*DATA TO PROCESS*
▼▼▼
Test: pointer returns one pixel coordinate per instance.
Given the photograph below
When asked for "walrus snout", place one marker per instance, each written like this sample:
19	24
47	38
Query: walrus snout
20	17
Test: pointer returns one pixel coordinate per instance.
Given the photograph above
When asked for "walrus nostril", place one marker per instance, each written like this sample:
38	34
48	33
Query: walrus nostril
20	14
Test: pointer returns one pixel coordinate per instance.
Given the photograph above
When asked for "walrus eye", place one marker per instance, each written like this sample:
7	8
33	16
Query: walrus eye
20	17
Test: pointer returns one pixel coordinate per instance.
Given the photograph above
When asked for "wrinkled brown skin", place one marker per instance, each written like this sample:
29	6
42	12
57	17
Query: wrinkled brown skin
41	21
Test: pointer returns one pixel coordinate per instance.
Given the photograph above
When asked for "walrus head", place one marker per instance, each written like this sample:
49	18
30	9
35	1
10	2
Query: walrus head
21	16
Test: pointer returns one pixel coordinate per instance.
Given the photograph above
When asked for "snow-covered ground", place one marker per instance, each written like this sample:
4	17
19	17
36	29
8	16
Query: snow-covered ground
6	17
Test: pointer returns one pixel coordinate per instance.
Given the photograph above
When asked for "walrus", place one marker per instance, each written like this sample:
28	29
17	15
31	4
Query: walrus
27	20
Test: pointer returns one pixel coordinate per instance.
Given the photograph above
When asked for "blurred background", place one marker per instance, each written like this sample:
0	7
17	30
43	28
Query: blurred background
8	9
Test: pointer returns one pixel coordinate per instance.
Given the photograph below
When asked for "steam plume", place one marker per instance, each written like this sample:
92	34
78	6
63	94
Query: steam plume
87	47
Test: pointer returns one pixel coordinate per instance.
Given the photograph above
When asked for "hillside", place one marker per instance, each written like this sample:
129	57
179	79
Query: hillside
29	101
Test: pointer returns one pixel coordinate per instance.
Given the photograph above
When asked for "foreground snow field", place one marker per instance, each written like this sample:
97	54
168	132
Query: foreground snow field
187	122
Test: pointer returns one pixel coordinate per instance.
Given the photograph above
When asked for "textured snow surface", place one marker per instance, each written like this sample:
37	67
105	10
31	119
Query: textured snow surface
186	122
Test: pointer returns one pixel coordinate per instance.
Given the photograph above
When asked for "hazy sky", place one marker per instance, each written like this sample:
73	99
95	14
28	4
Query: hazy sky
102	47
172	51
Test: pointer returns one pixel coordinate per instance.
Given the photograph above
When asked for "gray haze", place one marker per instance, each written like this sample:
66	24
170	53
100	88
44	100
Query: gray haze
▲▲▲
*SET PROBLEM*
Reproduce each entry from the records above, character for character.

*COMPLETE ANSWER*
Test: pointer returns one pixel coordinate per instance.
Given the photograph below
When asked for "walrus snout", place one marker per instance, each written like this sample:
19	24
47	38
Query: walrus snout
20	17
Test: pointer returns one pixel coordinate per instance.
Given the photograph above
When asked for "walrus nostril", place one marker per instance, each written like this sample:
38	34
48	33
Query: walrus nostril
20	14
Test: pointer returns one pixel coordinate per instance.
Given the photograph above
When asked for "walrus eye", place one marker per instance, each written like this sample:
7	8
33	16
Query: walrus eye
20	17
Test: pointer returns one pixel coordinate per instance.
Given the photograph above
When asked for "wrinkled brown skin", place one marker per instance, each written like this sample:
29	6
42	12
57	17
Query: wrinkled brown skin
41	21
Test: pointer returns one pixel coordinate per instance.
Given the photograph above
When asked for "walrus head", place one marker per instance, each written like this sample:
49	18
30	9
35	1
10	2
Query: walrus head
21	16
Test: pointer returns one pixel coordinate per instance.
Given the photograph above
When asked for "snow-covered ground", place one marker per instance, each written like this sample:
4	17
19	17
36	29
8	16
Query: snow-covered ground
6	17
Test: pointer returns one pixel coordinate per instance.
Given the photograph above
When asked for "walrus", place one marker per instance, each written like this sample:
28	29
17	15
31	4
Query: walrus
27	20
Test: pointer returns one pixel coordinate per instance.
Given the photograph above
When asked for "blurred background", place one marker per instance, each written like this sample:
0	7
17	30
43	28
Query: blurred background
8	9
Test: pointer returns one pixel coordinate per instance.
Given the photograph below
When asked for "steam plume", place one marker per instance, each written like this sample:
92	34
78	6
63	94
Query: steam plume
87	47
Test: pointer returns one pixel coordinate per instance.
Given the photograph above
When asked for "hillside", place one marker per instance, each written like this sample:
129	57
179	79
Query: hillside
29	101
Test: pointer returns one pixel coordinate per instance.
Given the photograph above
When asked for "foreground snow field", place one marker per instance, each written like this sample:
97	54
168	132
Query: foreground snow field
187	122
Test: pointer returns one pixel coordinate per instance.
Given the photograph above
When asked for "textured snow surface", place one marker per instance, each written like this sample:
37	67
105	10
31	119
Query: textured snow surface
186	122
Test: pointer returns one pixel coordinate per instance.
Given the photograph above
When asked for "hazy sky", place one marker per instance, each written like this sample:
73	99
95	14
28	4
Query: hazy sky
102	47
172	51
Test: pointer returns one pixel coordinate per instance.
Given the photograph above
When asked for "gray haze", place one marker per instance, each written like this sample:
66	24
170	53
100	88
44	100
Query: gray haze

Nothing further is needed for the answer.